**Given instruction**
Quote the records beneath, complete and exact. Leave out images.
START
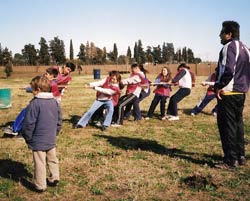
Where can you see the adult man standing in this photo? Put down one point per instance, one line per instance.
(232, 82)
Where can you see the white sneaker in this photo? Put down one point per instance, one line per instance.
(98, 123)
(164, 118)
(173, 118)
(8, 130)
(115, 125)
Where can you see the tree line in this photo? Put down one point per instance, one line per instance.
(53, 52)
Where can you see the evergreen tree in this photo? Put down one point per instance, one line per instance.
(129, 55)
(30, 54)
(7, 56)
(157, 54)
(115, 52)
(57, 50)
(71, 50)
(104, 55)
(1, 55)
(18, 60)
(170, 52)
(164, 53)
(82, 53)
(136, 56)
(141, 53)
(44, 57)
(149, 55)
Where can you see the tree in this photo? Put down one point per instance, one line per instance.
(121, 59)
(30, 54)
(149, 55)
(57, 50)
(136, 56)
(7, 56)
(104, 55)
(82, 53)
(1, 55)
(141, 53)
(129, 55)
(44, 57)
(170, 52)
(113, 54)
(18, 60)
(157, 54)
(164, 53)
(71, 51)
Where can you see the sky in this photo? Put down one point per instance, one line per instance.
(194, 24)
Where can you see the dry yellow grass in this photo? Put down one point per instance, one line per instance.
(146, 160)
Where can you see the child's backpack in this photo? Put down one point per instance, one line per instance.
(18, 123)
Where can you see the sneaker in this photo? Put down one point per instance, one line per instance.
(103, 128)
(78, 126)
(52, 184)
(9, 131)
(173, 118)
(224, 165)
(242, 160)
(115, 125)
(98, 123)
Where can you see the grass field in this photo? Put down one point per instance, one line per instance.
(147, 160)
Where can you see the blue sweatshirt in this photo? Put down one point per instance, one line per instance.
(42, 122)
(233, 72)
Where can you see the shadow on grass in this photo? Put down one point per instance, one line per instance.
(128, 143)
(14, 170)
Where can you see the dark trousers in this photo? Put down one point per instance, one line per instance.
(175, 99)
(201, 105)
(230, 124)
(119, 109)
(136, 106)
(157, 98)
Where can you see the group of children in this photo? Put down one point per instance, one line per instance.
(43, 120)
(137, 88)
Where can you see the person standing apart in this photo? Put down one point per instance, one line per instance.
(42, 123)
(232, 82)
(184, 79)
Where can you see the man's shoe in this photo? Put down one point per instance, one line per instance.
(242, 160)
(115, 125)
(52, 184)
(78, 126)
(104, 128)
(227, 166)
(173, 118)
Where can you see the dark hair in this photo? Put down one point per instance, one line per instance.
(169, 75)
(231, 27)
(183, 65)
(143, 69)
(71, 66)
(40, 83)
(118, 77)
(134, 65)
(52, 71)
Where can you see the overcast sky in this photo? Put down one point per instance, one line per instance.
(185, 23)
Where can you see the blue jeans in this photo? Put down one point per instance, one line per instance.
(198, 108)
(157, 98)
(97, 104)
(175, 99)
(136, 106)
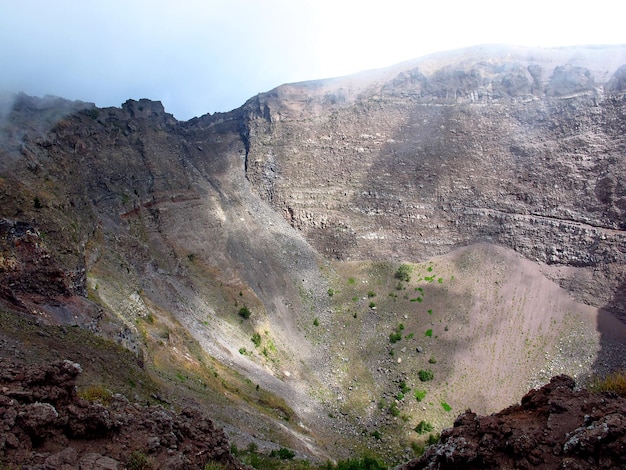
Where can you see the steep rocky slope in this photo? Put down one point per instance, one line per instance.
(520, 147)
(494, 173)
(553, 427)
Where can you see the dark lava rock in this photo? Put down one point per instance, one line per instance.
(553, 427)
(45, 424)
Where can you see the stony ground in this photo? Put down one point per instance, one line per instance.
(45, 424)
(553, 427)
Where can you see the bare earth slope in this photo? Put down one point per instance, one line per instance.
(248, 259)
(553, 427)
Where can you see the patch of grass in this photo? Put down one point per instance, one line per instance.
(283, 453)
(395, 337)
(137, 461)
(420, 395)
(96, 393)
(614, 382)
(404, 272)
(423, 427)
(425, 375)
(364, 463)
(244, 312)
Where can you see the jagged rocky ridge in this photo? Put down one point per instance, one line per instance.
(553, 427)
(45, 424)
(112, 216)
(520, 147)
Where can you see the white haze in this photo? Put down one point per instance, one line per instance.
(206, 56)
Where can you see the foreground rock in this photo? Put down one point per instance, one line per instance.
(45, 424)
(554, 427)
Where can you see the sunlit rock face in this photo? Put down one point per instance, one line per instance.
(519, 147)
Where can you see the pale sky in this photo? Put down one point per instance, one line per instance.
(206, 56)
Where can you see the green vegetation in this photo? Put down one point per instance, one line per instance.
(137, 461)
(433, 439)
(364, 463)
(244, 312)
(614, 382)
(425, 375)
(96, 393)
(283, 453)
(397, 334)
(404, 272)
(423, 427)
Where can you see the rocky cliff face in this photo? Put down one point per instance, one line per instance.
(553, 427)
(45, 424)
(301, 204)
(518, 147)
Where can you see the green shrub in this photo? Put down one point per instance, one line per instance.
(404, 272)
(614, 382)
(283, 453)
(96, 393)
(425, 375)
(395, 337)
(137, 461)
(364, 463)
(423, 427)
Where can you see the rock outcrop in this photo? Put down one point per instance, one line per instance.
(45, 424)
(553, 427)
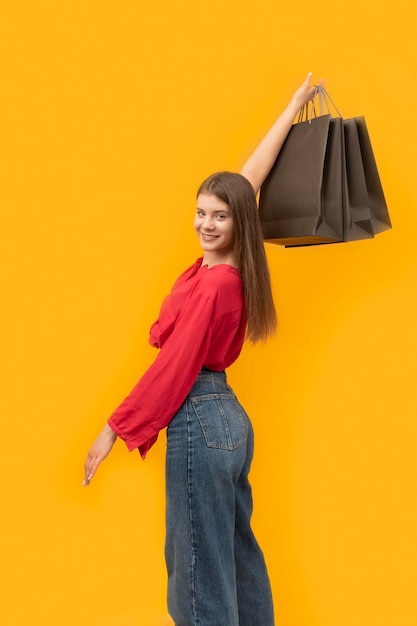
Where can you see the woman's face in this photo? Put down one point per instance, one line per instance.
(214, 225)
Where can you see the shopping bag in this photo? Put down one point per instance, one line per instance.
(380, 218)
(348, 169)
(300, 202)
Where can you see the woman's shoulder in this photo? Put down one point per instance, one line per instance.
(220, 279)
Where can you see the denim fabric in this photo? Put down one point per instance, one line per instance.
(216, 570)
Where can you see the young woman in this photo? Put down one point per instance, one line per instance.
(216, 570)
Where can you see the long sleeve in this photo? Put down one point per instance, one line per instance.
(163, 388)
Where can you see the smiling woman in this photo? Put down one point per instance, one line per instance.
(214, 226)
(216, 570)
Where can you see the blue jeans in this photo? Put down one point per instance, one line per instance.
(216, 570)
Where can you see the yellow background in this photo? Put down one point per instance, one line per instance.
(112, 114)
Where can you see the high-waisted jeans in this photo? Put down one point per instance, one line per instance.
(216, 570)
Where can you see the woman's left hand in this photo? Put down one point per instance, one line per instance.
(98, 452)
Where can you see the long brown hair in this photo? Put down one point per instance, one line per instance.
(249, 251)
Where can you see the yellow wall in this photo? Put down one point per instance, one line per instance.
(113, 112)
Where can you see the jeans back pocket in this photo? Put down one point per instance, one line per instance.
(222, 420)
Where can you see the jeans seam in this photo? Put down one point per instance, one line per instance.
(190, 509)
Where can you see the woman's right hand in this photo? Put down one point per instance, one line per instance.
(305, 92)
(98, 452)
END
**Finished task**
Where can you see the adult man standing in this photo? Put down one point per instance, one line per instance.
(232, 82)
Where can you see the white sneaker in this photo? Put down one point per instance, one line per instance.
(98, 123)
(164, 118)
(173, 118)
(8, 130)
(115, 125)
Where can you see the tree line in this photo? Put down one point per instance, one line per instance.
(53, 52)
Where can you see the evergreen tree in this photo? Put down one point per instance, one line per instance.
(129, 55)
(30, 54)
(7, 56)
(157, 54)
(115, 52)
(57, 50)
(71, 50)
(104, 55)
(1, 55)
(18, 60)
(170, 52)
(164, 53)
(82, 53)
(136, 56)
(141, 53)
(44, 57)
(149, 55)
Where can you see the tree in this photo? Put down one point per instance, one line per instance.
(121, 59)
(30, 54)
(149, 55)
(57, 50)
(136, 56)
(7, 56)
(104, 55)
(82, 53)
(1, 55)
(141, 53)
(129, 55)
(44, 57)
(170, 52)
(113, 54)
(18, 60)
(157, 54)
(164, 53)
(71, 51)
Where can you see the sky in this photo? Put down one point per instance, one line per instance.
(194, 24)
Where can you see the dry yellow grass in this photo? Put down one point per instance, one line per instance.
(146, 160)
Where can you see the child's backpack in this photo? Put down one point per instance, one line per instance.
(18, 123)
Where can you see the sneaker in this photo? Put down one point per instance, one line per instance.
(103, 128)
(78, 126)
(52, 184)
(9, 131)
(173, 118)
(224, 165)
(242, 160)
(115, 125)
(98, 123)
Where can you see the grass field in this photo? Put down one point per instance, one line per instance.
(147, 160)
Where can you see the blue sweatshirt in this photo? Put down one point per instance, one line per instance.
(42, 122)
(233, 72)
Where can you see the shadow on grass in this photo? Put down one point per instance, one line per instance.
(128, 143)
(14, 170)
Where can you see the dark trousers in this photo? Put down one point per instance, one line per instance.
(175, 99)
(201, 105)
(230, 124)
(119, 109)
(136, 106)
(157, 98)
Where can you see the group of children in this photo? Put down one point per instance, one line per instance.
(43, 120)
(137, 88)
Where can you see the person standing apart in this photo? Put down one point per instance, one line per instance.
(42, 123)
(232, 82)
(184, 79)
Where can you see the man's shoe in this photo? Put down one point per instance, one line per instance.
(242, 160)
(115, 125)
(52, 184)
(78, 126)
(104, 128)
(227, 166)
(173, 118)
Where can you see the dark hair in this photo? Put down one point per instance, one line per instance.
(169, 75)
(231, 27)
(183, 65)
(143, 69)
(71, 66)
(40, 83)
(118, 77)
(134, 65)
(52, 71)
Where can you see the overcast sky in this photo? Put down one point per instance, one line per instance.
(185, 23)
Where can you see the blue jeans in this photo? Put down one point per instance, one line per instance.
(198, 108)
(157, 98)
(97, 104)
(175, 99)
(136, 106)
Where can you see the steep rocky slope in this photo? Put down one point per instance, one line per instance.
(520, 147)
(494, 173)
(553, 427)
Where can you see the dark lava rock in this photo? Put down one point per instance, one line per instance.
(553, 427)
(45, 424)
Where can you see the stony ground in this photo? Put down one point per instance, one line per instance.
(45, 424)
(553, 427)
Where can you see the bare earth slope in this photo? Put down one point per instance, one line per instance.
(248, 259)
(553, 427)
Where can you see the patch of grass in this photo? Put down one point per instance, one line per instance.
(283, 453)
(395, 337)
(137, 461)
(420, 395)
(96, 393)
(614, 382)
(404, 272)
(423, 427)
(425, 375)
(364, 463)
(244, 312)
Where can you see the jagged rocky ridge in this photo? Put down one point per instance, one line per instance.
(553, 427)
(45, 424)
(112, 216)
(520, 147)
Where can you see the white haze in this photo? Put down one point per instance, one line per instance.
(206, 56)
Where can you see the foreground rock in this photo? Put down one point per instance, one line per instance.
(45, 424)
(554, 427)
Where can you see the sunlit rock face in this photo? Put down one point per instance, one line per instance.
(519, 147)
Where can you see the pale sky in this photo? Put down one point per instance, one line per instance.
(206, 56)
Where can you see the green vegetation in this photo? Put down one point per instance, one line per instance.
(137, 461)
(433, 439)
(364, 463)
(244, 312)
(614, 382)
(425, 375)
(96, 393)
(283, 453)
(397, 334)
(404, 272)
(423, 427)
Where can you see the rocky cliff face in this photo? Put down one point per instance, one line per instance.
(553, 427)
(45, 424)
(301, 204)
(518, 147)
Where can you see the green shrub in this photo? Put down one point per instance, one line per instance.
(404, 272)
(614, 382)
(283, 453)
(96, 393)
(425, 375)
(395, 337)
(137, 461)
(364, 463)
(423, 427)
Where can you see the rock outcrop in this photo? Put down one point per instance, one line per instance.
(45, 424)
(553, 427)
Where can you see the woman's face in this photo? Put down one point per instance, one line per instance.
(214, 225)
Where can you see the shopping bag in this photo? Put down one point per instance, one line per instance.
(380, 218)
(348, 169)
(300, 202)
Where can you see the woman's shoulder in this photo? Put down one point per instance, one line per instance.
(220, 279)
Where can you see the denim fabric in this photo? Put down one point per instance, one line per instance.
(216, 570)
Where can you see the young woman in this photo? Put down one point per instance, one line per instance.
(216, 570)
Where can you see the long sleeve in this photo? Put down one point per instance, one line per instance.
(163, 388)
Where can you see the smiling woman in this photo? Put down one point per instance, one line per instance.
(214, 226)
(216, 570)
Where can you see the blue jeans in this photo? Put down one point per instance, one line per instance.
(216, 570)
Where can you see the yellow background in this photo? Put down one point per instance, one line per instance.
(112, 114)
Where can you see the high-waisted jeans in this photo? Put down one point per instance, one line per instance.
(216, 570)
Where can you see the woman's left hand in this photo? Put down one point per instance, one line per instance.
(98, 452)
Where can you see the long brown hair in this photo? Put down one point per instance, one line per instance.
(249, 251)
Where can you see the yellow wall in this photo? Put down one point per instance, one line per instance.
(113, 112)
Where can you see the jeans back pocket in this photo? Put down one point per instance, one line per instance.
(222, 420)
Where can you see the jeans seam in this photo? Put down one point per instance, one line per instance.
(190, 509)
Where can you see the woman's right hand in this photo? Put down one point per instance, one line per instance.
(305, 92)
(98, 452)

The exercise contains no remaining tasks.